- REQUIRED TASK
Which lines in the rows below contain the word "concrete"? Copy each of those lines in full.

[Object location annotation data]
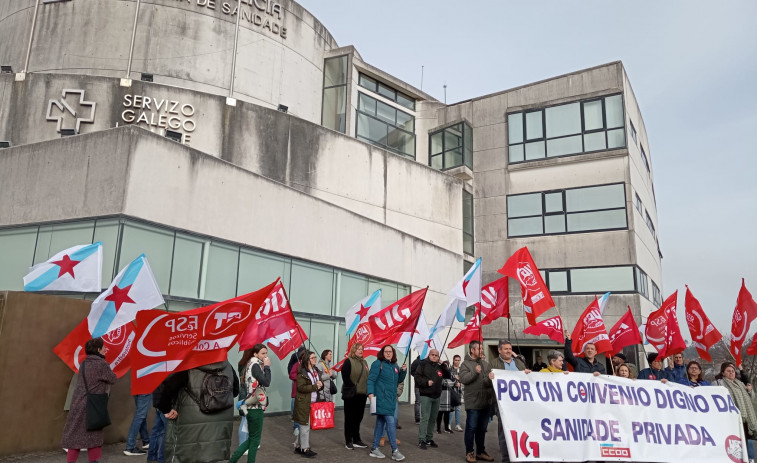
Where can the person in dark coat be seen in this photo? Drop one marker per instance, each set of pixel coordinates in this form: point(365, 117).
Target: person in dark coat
point(96, 372)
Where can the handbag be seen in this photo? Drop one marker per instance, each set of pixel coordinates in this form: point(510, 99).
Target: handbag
point(96, 411)
point(321, 415)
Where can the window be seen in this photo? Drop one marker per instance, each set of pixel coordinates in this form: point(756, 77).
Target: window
point(633, 130)
point(567, 211)
point(656, 295)
point(644, 159)
point(385, 126)
point(641, 283)
point(648, 219)
point(567, 129)
point(386, 91)
point(334, 109)
point(637, 203)
point(451, 147)
point(468, 223)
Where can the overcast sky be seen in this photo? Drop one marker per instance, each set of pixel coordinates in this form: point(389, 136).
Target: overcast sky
point(693, 68)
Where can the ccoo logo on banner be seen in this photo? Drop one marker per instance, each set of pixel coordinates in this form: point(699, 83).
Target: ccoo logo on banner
point(580, 417)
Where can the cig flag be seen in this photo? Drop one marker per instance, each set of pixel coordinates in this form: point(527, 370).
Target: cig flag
point(133, 289)
point(74, 269)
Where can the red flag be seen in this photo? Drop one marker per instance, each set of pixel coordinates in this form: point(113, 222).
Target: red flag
point(171, 342)
point(703, 332)
point(495, 301)
point(743, 316)
point(274, 325)
point(590, 329)
point(536, 297)
point(388, 325)
point(662, 329)
point(625, 333)
point(552, 327)
point(118, 343)
point(470, 332)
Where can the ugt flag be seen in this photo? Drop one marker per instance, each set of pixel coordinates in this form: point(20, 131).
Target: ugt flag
point(703, 332)
point(662, 328)
point(169, 342)
point(74, 269)
point(362, 308)
point(590, 329)
point(743, 316)
point(117, 342)
point(536, 296)
point(625, 333)
point(133, 289)
point(275, 325)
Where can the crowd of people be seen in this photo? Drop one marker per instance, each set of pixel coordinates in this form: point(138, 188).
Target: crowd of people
point(187, 407)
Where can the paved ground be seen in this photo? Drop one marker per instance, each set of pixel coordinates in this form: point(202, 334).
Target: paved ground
point(329, 444)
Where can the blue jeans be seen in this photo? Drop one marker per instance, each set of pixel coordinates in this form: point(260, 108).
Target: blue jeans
point(158, 438)
point(142, 403)
point(475, 429)
point(385, 423)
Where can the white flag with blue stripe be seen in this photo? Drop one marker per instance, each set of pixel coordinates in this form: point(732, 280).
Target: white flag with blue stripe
point(76, 269)
point(133, 289)
point(368, 305)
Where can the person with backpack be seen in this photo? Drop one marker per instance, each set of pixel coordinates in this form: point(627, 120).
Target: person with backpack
point(308, 385)
point(200, 402)
point(257, 377)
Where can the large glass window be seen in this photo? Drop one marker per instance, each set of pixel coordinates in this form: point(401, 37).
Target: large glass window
point(567, 211)
point(334, 109)
point(451, 147)
point(567, 129)
point(385, 125)
point(468, 223)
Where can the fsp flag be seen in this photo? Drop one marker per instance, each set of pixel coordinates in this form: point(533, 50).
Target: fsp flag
point(74, 269)
point(274, 325)
point(625, 333)
point(362, 308)
point(551, 327)
point(536, 297)
point(590, 328)
point(117, 343)
point(133, 289)
point(703, 333)
point(169, 342)
point(662, 329)
point(743, 316)
point(581, 417)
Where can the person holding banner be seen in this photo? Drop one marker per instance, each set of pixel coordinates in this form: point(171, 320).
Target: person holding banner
point(354, 394)
point(477, 376)
point(382, 390)
point(308, 385)
point(95, 377)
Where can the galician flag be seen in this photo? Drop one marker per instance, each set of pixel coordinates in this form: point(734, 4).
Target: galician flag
point(75, 269)
point(368, 305)
point(133, 289)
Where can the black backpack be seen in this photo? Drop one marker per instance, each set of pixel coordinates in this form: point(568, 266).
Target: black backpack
point(216, 392)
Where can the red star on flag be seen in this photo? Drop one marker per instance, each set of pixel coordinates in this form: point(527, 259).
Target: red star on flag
point(66, 265)
point(120, 296)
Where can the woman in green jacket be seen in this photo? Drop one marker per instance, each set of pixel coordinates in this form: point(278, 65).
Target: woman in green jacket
point(308, 385)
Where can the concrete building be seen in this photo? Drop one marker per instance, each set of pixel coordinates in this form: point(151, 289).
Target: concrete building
point(233, 147)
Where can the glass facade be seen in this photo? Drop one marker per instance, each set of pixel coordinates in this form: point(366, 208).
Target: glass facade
point(451, 147)
point(385, 126)
point(194, 271)
point(334, 109)
point(566, 130)
point(574, 210)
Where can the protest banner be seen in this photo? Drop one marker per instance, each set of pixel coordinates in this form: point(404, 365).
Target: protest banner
point(580, 417)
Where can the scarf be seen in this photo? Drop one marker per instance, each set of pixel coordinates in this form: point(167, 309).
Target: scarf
point(743, 403)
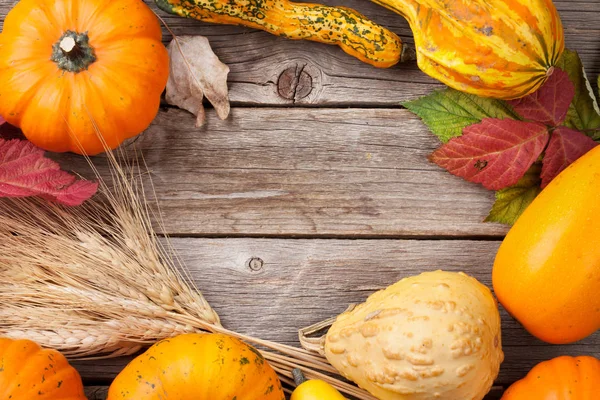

- EXERCISE RESPONSE
Where can the concrete building be seen in this photo? Drop one marker per instance, each set of pixel coordinates in this form: point(151, 289).
Target: concrete building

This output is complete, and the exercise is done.